WHAT THE TASK ASKS —
Scan the entries for the word "people" and return every line that has it.

(Image-grounded pointing data)
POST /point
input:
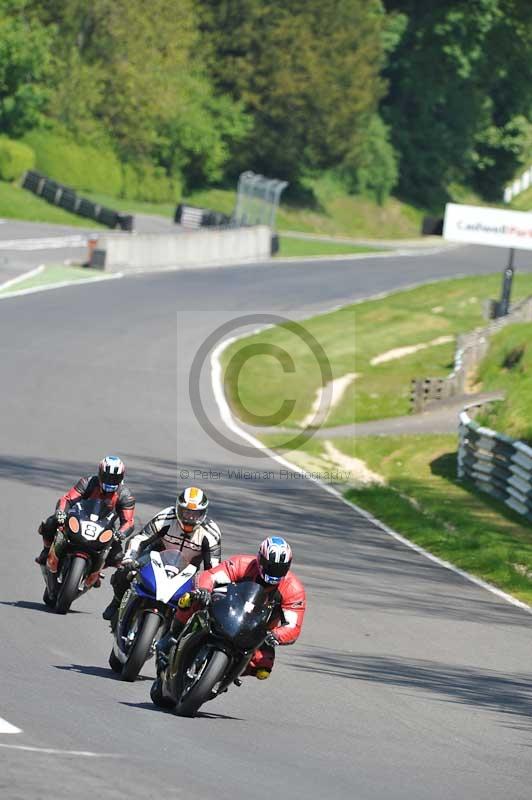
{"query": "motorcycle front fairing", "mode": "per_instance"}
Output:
(240, 613)
(161, 580)
(164, 576)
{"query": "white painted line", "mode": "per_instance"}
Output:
(61, 285)
(53, 752)
(6, 727)
(23, 277)
(229, 420)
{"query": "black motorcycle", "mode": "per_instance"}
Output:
(215, 647)
(78, 553)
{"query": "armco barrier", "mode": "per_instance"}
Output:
(470, 350)
(67, 198)
(496, 464)
(116, 252)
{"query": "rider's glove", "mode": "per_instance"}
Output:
(201, 596)
(185, 601)
(271, 640)
(60, 516)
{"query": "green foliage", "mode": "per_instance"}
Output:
(460, 80)
(15, 158)
(143, 181)
(76, 165)
(371, 170)
(25, 64)
(508, 366)
(307, 71)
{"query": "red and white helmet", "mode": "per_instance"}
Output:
(111, 473)
(191, 507)
(275, 558)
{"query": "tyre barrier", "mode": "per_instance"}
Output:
(67, 198)
(496, 464)
(470, 350)
(193, 218)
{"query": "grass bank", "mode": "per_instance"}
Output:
(350, 339)
(17, 203)
(422, 499)
(508, 366)
(53, 274)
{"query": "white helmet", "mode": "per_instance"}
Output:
(191, 507)
(111, 473)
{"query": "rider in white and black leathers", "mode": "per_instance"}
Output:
(182, 527)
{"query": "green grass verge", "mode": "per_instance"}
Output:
(423, 500)
(508, 366)
(335, 213)
(17, 203)
(291, 246)
(351, 337)
(54, 274)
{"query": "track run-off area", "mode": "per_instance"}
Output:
(408, 682)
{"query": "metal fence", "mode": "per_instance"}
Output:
(257, 199)
(67, 198)
(497, 464)
(470, 350)
(520, 184)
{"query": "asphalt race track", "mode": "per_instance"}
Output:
(407, 683)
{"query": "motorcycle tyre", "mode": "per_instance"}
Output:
(140, 651)
(69, 588)
(201, 691)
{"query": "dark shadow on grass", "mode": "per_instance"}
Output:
(473, 686)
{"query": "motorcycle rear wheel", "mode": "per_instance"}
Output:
(201, 690)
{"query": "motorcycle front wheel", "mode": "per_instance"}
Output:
(141, 647)
(70, 586)
(198, 689)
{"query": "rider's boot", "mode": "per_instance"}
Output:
(47, 543)
(43, 556)
(165, 644)
(112, 609)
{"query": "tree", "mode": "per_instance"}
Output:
(307, 71)
(25, 63)
(460, 77)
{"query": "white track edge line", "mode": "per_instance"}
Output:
(61, 285)
(54, 752)
(6, 727)
(23, 277)
(229, 420)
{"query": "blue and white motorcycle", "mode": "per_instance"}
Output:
(147, 609)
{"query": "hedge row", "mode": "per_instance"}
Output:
(98, 170)
(15, 159)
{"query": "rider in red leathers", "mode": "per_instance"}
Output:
(106, 486)
(271, 568)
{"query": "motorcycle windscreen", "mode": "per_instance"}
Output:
(241, 612)
(165, 575)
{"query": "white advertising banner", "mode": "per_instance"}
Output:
(491, 226)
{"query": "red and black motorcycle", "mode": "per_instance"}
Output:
(78, 553)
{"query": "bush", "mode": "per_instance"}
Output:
(146, 182)
(371, 170)
(80, 166)
(15, 158)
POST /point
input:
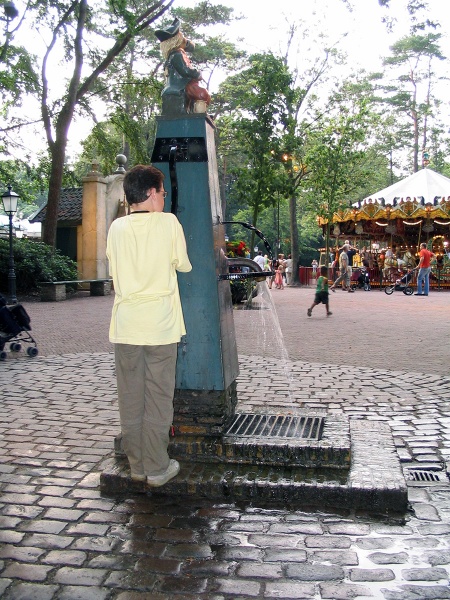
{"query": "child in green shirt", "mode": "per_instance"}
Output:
(321, 296)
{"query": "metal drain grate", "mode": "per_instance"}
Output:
(276, 426)
(426, 476)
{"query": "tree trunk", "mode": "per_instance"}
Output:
(58, 154)
(294, 238)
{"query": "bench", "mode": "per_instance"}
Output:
(54, 291)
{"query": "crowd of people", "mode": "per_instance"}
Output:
(281, 267)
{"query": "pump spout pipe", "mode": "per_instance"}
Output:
(255, 270)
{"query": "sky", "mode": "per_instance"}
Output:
(360, 33)
(367, 39)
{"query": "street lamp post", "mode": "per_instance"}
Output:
(10, 200)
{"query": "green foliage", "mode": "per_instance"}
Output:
(34, 262)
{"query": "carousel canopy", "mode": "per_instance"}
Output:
(425, 195)
(425, 186)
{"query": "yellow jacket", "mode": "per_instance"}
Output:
(145, 250)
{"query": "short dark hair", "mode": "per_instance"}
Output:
(139, 180)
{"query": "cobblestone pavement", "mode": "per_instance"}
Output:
(377, 357)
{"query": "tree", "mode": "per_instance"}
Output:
(336, 153)
(411, 92)
(252, 105)
(72, 29)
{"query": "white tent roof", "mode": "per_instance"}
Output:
(426, 184)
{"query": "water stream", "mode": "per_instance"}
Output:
(262, 350)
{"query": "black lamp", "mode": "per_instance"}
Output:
(10, 201)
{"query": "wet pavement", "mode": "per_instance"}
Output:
(378, 357)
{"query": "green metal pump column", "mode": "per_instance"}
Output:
(207, 365)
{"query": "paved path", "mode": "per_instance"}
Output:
(377, 357)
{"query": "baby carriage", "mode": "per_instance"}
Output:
(15, 328)
(361, 279)
(401, 285)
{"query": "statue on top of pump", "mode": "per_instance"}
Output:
(182, 93)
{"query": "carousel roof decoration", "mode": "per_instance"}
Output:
(423, 195)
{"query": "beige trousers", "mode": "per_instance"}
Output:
(145, 387)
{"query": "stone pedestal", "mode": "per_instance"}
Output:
(207, 365)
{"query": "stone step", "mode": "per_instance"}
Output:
(374, 482)
(330, 449)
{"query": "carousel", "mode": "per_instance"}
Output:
(389, 226)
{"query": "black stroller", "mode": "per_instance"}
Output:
(15, 328)
(401, 285)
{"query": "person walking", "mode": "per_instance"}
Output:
(344, 274)
(289, 263)
(424, 266)
(145, 250)
(322, 296)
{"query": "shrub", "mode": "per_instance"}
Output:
(34, 262)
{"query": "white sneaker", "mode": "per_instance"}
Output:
(172, 470)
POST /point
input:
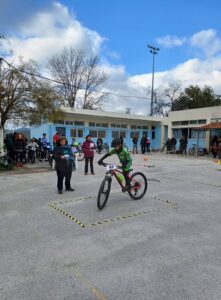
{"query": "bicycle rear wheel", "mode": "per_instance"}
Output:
(138, 186)
(103, 193)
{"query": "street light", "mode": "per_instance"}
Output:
(154, 51)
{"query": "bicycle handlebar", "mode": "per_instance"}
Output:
(105, 164)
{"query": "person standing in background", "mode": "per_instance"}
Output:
(88, 148)
(63, 164)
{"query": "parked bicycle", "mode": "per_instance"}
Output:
(201, 151)
(138, 184)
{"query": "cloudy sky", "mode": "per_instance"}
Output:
(188, 34)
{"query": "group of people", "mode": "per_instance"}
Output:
(64, 160)
(144, 143)
(18, 146)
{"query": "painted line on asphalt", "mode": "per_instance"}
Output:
(169, 204)
(197, 182)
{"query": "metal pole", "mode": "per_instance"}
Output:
(151, 107)
(154, 51)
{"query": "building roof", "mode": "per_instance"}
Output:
(105, 114)
(212, 125)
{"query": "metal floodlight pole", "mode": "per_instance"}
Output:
(154, 51)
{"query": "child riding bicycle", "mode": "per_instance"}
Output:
(124, 157)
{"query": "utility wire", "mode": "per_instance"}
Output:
(68, 84)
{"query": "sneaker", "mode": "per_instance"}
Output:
(70, 189)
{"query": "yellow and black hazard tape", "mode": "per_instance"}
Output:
(67, 215)
(172, 204)
(169, 204)
(122, 218)
(82, 198)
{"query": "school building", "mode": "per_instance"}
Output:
(77, 123)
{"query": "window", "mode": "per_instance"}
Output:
(177, 123)
(184, 122)
(93, 133)
(193, 134)
(61, 130)
(115, 134)
(79, 123)
(145, 133)
(102, 134)
(73, 133)
(193, 121)
(133, 134)
(177, 133)
(201, 121)
(69, 122)
(58, 122)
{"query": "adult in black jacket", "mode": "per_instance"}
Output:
(63, 164)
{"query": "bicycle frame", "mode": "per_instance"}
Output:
(114, 173)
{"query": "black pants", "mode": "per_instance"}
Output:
(87, 159)
(61, 175)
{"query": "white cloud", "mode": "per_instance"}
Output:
(48, 32)
(207, 41)
(169, 41)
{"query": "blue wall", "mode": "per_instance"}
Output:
(50, 129)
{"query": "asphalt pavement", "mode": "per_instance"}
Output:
(164, 246)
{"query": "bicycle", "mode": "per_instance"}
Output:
(136, 190)
(80, 156)
(6, 162)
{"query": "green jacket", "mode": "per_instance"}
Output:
(124, 157)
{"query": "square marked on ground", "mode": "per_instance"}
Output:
(84, 212)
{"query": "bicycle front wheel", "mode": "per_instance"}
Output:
(103, 193)
(138, 186)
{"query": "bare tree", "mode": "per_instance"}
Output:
(23, 96)
(80, 78)
(164, 99)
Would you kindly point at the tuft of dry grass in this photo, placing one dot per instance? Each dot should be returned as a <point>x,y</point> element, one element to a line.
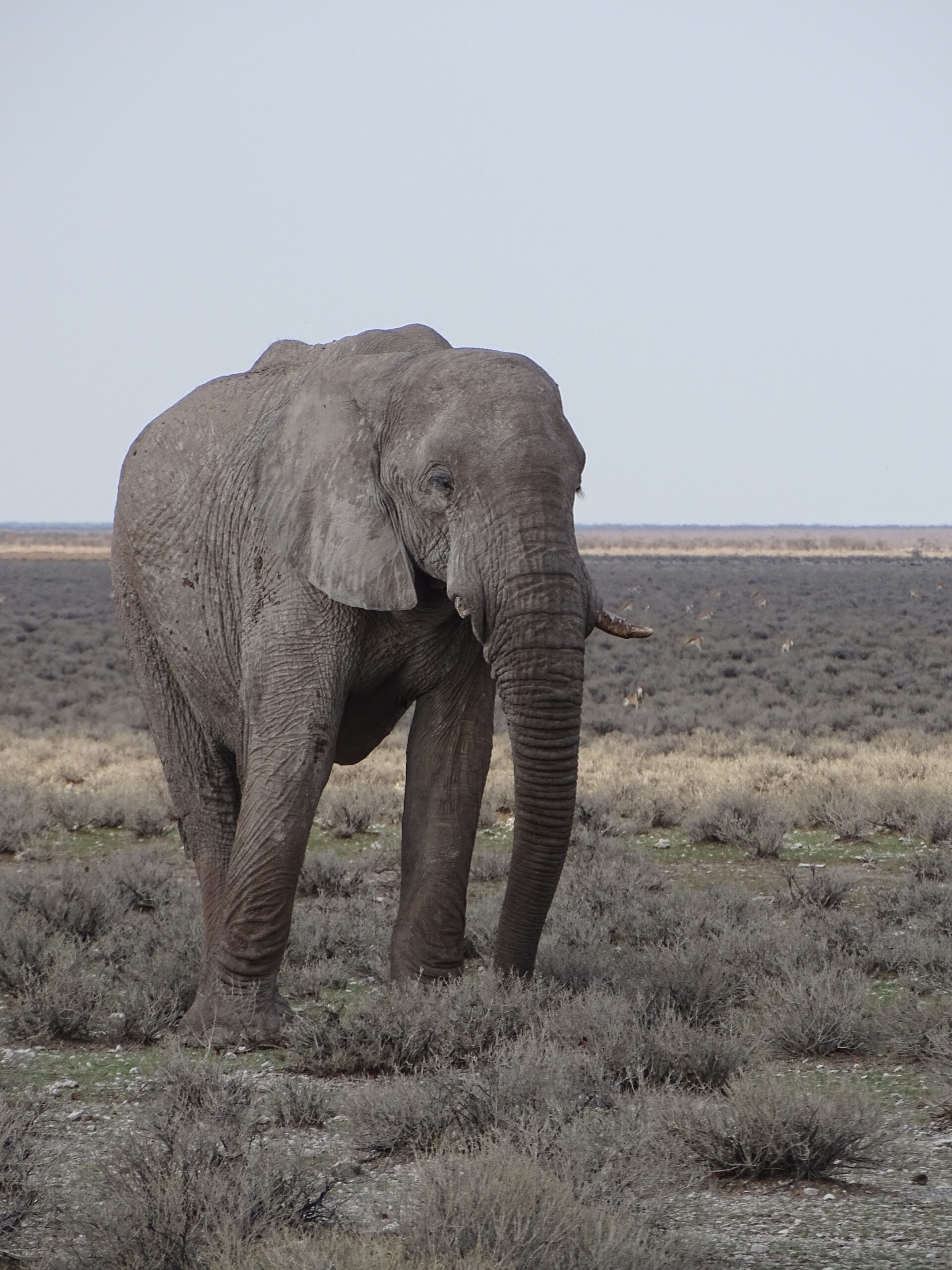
<point>772,1128</point>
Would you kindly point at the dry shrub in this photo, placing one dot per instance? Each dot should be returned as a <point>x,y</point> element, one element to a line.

WRITTEN ANSWER —
{"query": "crowd of people", "mode": "per_instance"}
{"query": "group of people", "mode": "per_instance"}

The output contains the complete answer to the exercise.